TRECHO FORNECIDO:
Revista de Infromação Legislativa, v.46, nº 182, pág. 17-40, 2009.

 

 

 

Categorias
Artigos

Em defesa da regulação dos serviços de televisão por radiodifusão

  1. Introdução

A disciplina infraconstitucional dos serviços de televisão por radiodifusão é realizada pela Lei 4.117/62.

Com efeito, a Lei  nº 4.117/62, que trata dos serviços de televisão por radiodifusão, ainda em vigor (apesar de substancialmente modificada na parte relativa às telecomunicações pela Lei nº 9.472/97), além de não disciplinar o sistema de radiodifusão público constitucionalmente previsto, mantém o regime de delegação estatal à iniciativa privada, mediante a concessão, permissão e autorização.

No contexto à época da aprovação da referida lei, havia duas referencias no direito comparado. Uma delas era o modelo norte-americano de televisão, baseado na livre iniciativa, na televisão comercial (financiamento mediante publicidade), no regime privado (propriedade privada e concorrência), na noção de public utility, na caracterização do espectro eletromagnético como um bem público, na licença, na televisão pública com caráter complementar à televisão privada, na existência de uma agência reguladora do setor (Federal Communication Comission) etc.

Outra conformação identificava o modelo europeu fundado nas ideias de televisão pública, de monopólio estatal, de noção de serviço público, de regime de direito público, de caracterização de espectro eletromagnético como um bem público, concessão, vedação à livre iniciativa etc.

A decisão legislativa brasileira resultou em um modelo de organização dos serviços de televisão por radiodifusão, combinando os elementos dos dois sistemas normativos referidos: a titularidade estatal exclusiva sobre os serviços de radiodifusão, mas possibilitando-se a gestão estatal e/ou privada, mediante concessão, permissão e autorização. Contudo, não se adotou uma autoridade reguladora independente do governo, muito embora tenha sido previsto o Conselho Nacional de Telecomunicações nos termos da Lei 4.117/62 que durou pouco tempo. Na prática, o presidente da República juntamente com o ministro das Comunicações definiam as questões da disciplina da radiodifusão.

Em outras palavras, um modelo misto de coexistência entre televisões comerciais e estatais. Contudo, sem a constituição de uma verdadeira agência reguladora para o setor[1].

DADOS REGISTRADOS:
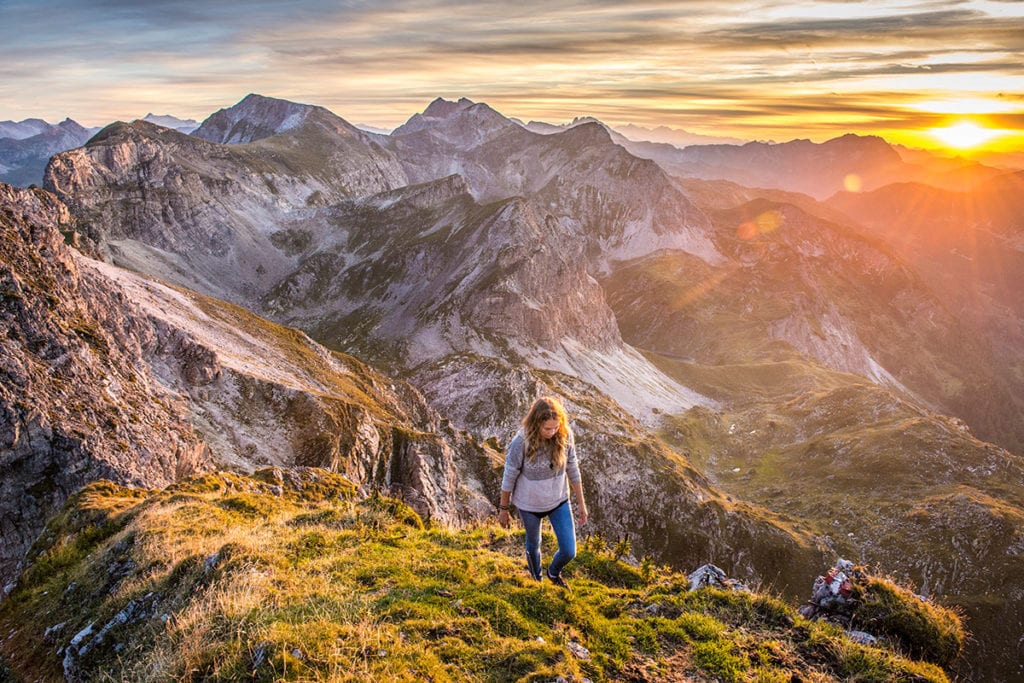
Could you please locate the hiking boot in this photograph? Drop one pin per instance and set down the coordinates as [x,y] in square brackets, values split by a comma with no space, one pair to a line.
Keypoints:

LISTA DE TAREFAS:
1 > Pode repetir, sem alterar nenhuma palavra, a passagem do texto sobre a regulação da televisão por radiodifusão que vai de "Com efeito, a" até "a concessão, permissão e autorização."?
2 > Pode dar continuidade ao texto sobre a regulação da televisão por radiodifusão, a partir do ponto em que ele termina?

RESPOSTAS:
1 >
Com efeito, a Lei  nº 4.117/62, que trata dos serviços de televisão por radiodifusão, ainda em vigor (apesar de substancialmente modificada na parte relativa às telecomunicações pela Lei nº 9.472/97), além de não disciplinar o sistema de radiodifusão público constitucionalmente previsto, mantém o regime de delegação estatal à iniciativa privada, mediante a concessão, permissão e autorização.

2 >
Na década de 1990, no contexto de um processo amplo de reforma do papel do Estado, de abertura dos mercados decorrentes da globalização das economias, houve a mudança do paradigma de organização do setor de telecomunicações. Com a introdução no ordenamento jurídico brasileiro da Emenda Constitucional nº 08/95, houve permissão para a privatização do setor de telecomunicações e a entrada de grupos estrangeiros, o que ensejou, posteriormente, a nova Lei Geral de Telecomunicações e a agência reguladora para o setor: a Anatel[2].

A referida emenda constitucional operou uma radical mudança quanto à mídia eletrônica (rádio e televisão) à medida que esta foi afastada do setor de telecomunicações. Os serviços de radiodifusão de sons e de sons e imagens ficaram fora do alcance da Lei Geral de Telecomunicações (Lei nº 9.472/97) e das competências da Agência Nacional de Telecomunicações, excetuados os aspectos técnicos. Entretanto, o setor de televisão por assinatura permaneceu qualificado como serviço de telecomunicações, submetendo-se à referida lei e à Anatel[3]

2.    Conselho de Comunicação Social

Na década de 1980, no contexto de processo de redemocratização do país, com a instalação da Assembleia Nacional Constituinte, surgem movimentos sociais contrários ao clientelismo na outorga das concessões de televisões por radiodifusão. Contudo, a nova Constituição de 1988 foi uma oportunidade para a cristalização dos poderes locais ou regionais, particularmente os “ganhos” do período militar, e a atuação da frente conservadora baseou-se na distribuição de concessões no campo da radiodifusão, para fins de manutenção das benesses obtidas durante o regime militar[4]. Na tentativa de neutralizar o poder Executivo quanto à distribuição de canais de radiodifusão, mediante a adoção de critérios políticos, ficou estabelecida a participação do Congresso Nacional e instituído o Conselho de Comunicação Social como seu órgão auxiliar, de acordo com disposição dos arts. 223 e 224, da CF. Contudo, não lhe foi atribuído nenhum poder regulatório sobre os sistemas de radiodifusão, competindo-lhe , apensa, a elaboração de estudos, pareceres, recomendações e outras solicitações do Congresso Nacional. Além disso, ficou inoperante por mais de uma década, e os seus primeiros conselheiros foram nomeados somente no ano de 2002.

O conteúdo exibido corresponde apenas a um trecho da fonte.